A word-for-word transcript of the closing lines is required: from the one with "of the blurred" through the final line of the data.
── Provided material
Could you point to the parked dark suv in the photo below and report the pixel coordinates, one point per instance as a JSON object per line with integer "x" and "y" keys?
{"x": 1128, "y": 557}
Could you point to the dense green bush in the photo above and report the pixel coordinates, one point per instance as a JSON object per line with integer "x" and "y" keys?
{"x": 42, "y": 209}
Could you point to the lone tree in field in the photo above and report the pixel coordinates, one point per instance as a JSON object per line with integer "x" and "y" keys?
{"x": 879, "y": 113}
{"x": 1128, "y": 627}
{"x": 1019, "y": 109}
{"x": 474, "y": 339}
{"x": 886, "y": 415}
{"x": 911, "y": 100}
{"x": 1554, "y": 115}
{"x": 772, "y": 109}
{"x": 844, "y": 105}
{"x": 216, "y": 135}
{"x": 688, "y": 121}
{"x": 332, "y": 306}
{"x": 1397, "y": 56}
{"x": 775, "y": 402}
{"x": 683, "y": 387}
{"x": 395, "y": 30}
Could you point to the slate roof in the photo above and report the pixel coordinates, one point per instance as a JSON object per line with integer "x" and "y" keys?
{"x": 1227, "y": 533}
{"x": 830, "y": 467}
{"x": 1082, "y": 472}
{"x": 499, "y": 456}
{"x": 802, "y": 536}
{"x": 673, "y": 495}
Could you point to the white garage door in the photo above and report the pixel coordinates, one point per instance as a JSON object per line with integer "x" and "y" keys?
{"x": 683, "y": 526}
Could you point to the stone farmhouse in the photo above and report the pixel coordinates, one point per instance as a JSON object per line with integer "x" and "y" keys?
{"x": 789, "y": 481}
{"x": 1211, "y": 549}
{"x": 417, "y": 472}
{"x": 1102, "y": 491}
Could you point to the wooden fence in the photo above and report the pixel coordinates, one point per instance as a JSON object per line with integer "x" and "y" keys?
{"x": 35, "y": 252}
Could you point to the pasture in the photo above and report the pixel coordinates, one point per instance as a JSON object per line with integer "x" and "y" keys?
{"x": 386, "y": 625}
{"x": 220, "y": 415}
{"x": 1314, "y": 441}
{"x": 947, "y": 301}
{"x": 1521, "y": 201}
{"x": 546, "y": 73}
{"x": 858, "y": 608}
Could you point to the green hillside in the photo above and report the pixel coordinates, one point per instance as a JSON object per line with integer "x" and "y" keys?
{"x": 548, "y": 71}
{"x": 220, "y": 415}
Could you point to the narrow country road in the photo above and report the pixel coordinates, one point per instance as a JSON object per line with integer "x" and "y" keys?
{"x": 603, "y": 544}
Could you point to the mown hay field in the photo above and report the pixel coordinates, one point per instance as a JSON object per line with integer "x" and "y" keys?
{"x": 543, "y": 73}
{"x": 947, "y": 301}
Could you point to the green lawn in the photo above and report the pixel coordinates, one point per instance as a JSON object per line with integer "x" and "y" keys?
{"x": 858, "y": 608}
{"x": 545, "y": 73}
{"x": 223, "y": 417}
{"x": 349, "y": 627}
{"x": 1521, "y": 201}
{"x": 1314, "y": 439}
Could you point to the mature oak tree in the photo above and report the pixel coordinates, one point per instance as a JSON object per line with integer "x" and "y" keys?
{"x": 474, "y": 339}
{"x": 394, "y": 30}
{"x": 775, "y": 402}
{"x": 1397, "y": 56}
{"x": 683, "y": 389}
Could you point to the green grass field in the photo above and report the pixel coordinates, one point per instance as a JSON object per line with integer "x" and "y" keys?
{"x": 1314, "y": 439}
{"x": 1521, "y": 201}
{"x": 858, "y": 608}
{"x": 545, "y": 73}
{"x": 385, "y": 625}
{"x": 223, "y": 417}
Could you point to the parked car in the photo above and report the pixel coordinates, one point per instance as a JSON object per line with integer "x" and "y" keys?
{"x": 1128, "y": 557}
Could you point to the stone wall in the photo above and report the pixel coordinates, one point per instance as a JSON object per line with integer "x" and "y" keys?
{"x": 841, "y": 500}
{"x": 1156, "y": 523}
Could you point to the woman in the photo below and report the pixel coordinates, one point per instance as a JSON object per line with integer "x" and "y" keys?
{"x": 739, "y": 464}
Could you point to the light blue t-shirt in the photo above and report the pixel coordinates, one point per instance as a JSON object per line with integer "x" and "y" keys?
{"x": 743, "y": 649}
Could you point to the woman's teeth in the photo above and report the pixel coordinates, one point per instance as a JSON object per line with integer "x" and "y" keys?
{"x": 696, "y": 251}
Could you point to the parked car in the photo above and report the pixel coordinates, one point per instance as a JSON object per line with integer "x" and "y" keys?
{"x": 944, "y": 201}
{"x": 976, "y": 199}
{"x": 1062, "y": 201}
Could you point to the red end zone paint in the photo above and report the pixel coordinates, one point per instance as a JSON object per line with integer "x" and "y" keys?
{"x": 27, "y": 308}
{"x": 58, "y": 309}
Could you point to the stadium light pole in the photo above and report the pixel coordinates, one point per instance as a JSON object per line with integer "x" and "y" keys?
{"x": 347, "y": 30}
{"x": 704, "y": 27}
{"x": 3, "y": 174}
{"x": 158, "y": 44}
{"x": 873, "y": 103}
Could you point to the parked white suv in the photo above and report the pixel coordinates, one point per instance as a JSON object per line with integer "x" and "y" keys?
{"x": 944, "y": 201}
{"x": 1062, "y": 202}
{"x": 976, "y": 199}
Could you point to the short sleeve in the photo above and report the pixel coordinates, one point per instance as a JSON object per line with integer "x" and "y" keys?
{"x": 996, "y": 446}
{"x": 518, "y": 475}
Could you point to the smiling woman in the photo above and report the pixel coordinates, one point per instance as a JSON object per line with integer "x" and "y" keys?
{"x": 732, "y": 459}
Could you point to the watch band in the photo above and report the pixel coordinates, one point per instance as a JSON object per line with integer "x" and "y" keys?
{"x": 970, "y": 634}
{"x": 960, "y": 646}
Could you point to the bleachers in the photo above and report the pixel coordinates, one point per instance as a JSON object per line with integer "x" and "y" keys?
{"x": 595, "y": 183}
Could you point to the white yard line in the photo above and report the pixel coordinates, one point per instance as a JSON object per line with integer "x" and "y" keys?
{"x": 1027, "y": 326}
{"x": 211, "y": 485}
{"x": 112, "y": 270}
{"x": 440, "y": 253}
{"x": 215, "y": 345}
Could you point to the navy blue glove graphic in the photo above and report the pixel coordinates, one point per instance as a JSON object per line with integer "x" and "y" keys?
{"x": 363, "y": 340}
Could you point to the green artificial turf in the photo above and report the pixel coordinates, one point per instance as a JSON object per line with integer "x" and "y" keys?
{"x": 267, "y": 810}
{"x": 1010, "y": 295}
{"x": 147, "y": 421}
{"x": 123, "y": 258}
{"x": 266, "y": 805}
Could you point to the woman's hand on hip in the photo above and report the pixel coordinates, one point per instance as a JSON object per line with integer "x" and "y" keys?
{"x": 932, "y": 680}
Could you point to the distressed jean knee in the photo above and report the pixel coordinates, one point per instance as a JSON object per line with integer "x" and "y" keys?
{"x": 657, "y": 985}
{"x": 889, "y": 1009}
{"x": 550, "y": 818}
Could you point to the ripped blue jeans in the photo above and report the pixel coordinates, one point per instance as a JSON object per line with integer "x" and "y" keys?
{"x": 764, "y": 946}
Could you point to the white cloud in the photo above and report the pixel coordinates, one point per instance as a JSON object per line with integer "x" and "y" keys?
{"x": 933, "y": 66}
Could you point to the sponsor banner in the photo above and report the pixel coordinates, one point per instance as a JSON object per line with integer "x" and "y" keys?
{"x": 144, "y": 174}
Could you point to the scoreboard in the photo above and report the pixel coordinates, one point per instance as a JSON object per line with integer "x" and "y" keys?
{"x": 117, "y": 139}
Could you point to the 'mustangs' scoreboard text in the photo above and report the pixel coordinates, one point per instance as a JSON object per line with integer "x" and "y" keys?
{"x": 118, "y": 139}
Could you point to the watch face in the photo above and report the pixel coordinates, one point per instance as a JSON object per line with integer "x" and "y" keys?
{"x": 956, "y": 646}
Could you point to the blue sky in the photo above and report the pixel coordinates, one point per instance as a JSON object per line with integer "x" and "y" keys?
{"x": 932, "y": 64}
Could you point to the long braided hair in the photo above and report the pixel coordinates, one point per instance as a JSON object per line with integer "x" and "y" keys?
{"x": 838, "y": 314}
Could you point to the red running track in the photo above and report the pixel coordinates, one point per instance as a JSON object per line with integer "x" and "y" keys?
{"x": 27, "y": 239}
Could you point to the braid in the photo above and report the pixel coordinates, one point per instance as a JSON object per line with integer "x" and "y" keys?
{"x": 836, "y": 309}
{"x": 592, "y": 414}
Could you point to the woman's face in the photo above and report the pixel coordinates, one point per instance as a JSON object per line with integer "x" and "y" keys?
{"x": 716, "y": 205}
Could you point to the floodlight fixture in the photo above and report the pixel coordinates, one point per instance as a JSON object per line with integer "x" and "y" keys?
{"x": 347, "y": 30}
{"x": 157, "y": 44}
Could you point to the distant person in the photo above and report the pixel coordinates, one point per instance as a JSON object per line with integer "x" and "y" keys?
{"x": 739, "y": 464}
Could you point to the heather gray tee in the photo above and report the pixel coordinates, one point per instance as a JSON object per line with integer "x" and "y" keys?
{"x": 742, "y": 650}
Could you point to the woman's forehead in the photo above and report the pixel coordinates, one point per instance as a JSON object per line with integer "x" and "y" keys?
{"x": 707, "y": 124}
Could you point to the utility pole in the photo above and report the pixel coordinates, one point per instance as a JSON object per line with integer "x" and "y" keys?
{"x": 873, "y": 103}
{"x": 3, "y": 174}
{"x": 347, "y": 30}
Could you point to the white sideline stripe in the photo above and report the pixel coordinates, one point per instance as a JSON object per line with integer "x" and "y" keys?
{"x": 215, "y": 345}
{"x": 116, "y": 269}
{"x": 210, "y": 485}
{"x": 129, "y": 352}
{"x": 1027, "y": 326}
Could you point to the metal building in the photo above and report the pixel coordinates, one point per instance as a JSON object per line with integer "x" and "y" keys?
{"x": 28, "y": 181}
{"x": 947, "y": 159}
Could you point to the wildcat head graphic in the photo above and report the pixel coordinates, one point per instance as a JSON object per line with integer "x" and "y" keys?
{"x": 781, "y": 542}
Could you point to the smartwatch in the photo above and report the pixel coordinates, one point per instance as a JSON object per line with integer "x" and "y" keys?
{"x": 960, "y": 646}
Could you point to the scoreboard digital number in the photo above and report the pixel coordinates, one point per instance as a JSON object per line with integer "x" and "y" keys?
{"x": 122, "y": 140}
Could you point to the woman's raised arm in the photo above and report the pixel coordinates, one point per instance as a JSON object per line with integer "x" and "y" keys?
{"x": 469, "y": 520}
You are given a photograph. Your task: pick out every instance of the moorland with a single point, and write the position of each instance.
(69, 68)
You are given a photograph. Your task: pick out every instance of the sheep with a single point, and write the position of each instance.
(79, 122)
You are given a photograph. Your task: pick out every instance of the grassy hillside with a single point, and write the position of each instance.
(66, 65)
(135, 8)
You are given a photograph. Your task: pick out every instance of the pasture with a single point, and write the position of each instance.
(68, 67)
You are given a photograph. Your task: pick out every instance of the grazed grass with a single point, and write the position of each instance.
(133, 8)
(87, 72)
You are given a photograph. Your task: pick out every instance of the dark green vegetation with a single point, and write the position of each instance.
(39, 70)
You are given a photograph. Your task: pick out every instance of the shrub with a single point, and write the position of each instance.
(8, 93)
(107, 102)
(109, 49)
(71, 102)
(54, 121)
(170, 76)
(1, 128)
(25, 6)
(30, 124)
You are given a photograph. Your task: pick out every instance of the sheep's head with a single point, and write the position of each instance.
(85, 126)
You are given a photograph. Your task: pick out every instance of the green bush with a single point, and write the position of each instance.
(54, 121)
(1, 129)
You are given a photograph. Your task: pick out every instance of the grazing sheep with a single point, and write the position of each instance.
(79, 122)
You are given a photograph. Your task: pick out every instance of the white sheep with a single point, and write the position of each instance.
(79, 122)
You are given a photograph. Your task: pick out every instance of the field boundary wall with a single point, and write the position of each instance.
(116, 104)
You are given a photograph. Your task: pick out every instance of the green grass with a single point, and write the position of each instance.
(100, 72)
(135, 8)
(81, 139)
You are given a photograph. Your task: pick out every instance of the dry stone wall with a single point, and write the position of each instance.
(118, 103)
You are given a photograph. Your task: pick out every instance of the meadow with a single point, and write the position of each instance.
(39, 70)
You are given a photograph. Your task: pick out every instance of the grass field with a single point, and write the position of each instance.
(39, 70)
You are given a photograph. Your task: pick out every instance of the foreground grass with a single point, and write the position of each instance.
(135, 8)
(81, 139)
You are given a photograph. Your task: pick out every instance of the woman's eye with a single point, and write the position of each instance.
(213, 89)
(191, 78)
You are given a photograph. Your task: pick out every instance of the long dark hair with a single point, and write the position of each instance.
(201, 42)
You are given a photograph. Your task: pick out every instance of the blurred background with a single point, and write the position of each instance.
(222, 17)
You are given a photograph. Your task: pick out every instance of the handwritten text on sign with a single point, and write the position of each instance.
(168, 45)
────
• **Result of this exercise**:
You are given a photograph. Your task: pick out every instance of the blurred background with a single point, and write the position of each instance.
(222, 17)
You are given a photograph. Your task: pick out every instance of the handwritten text on sign with a single point, and write the position of each instance.
(168, 45)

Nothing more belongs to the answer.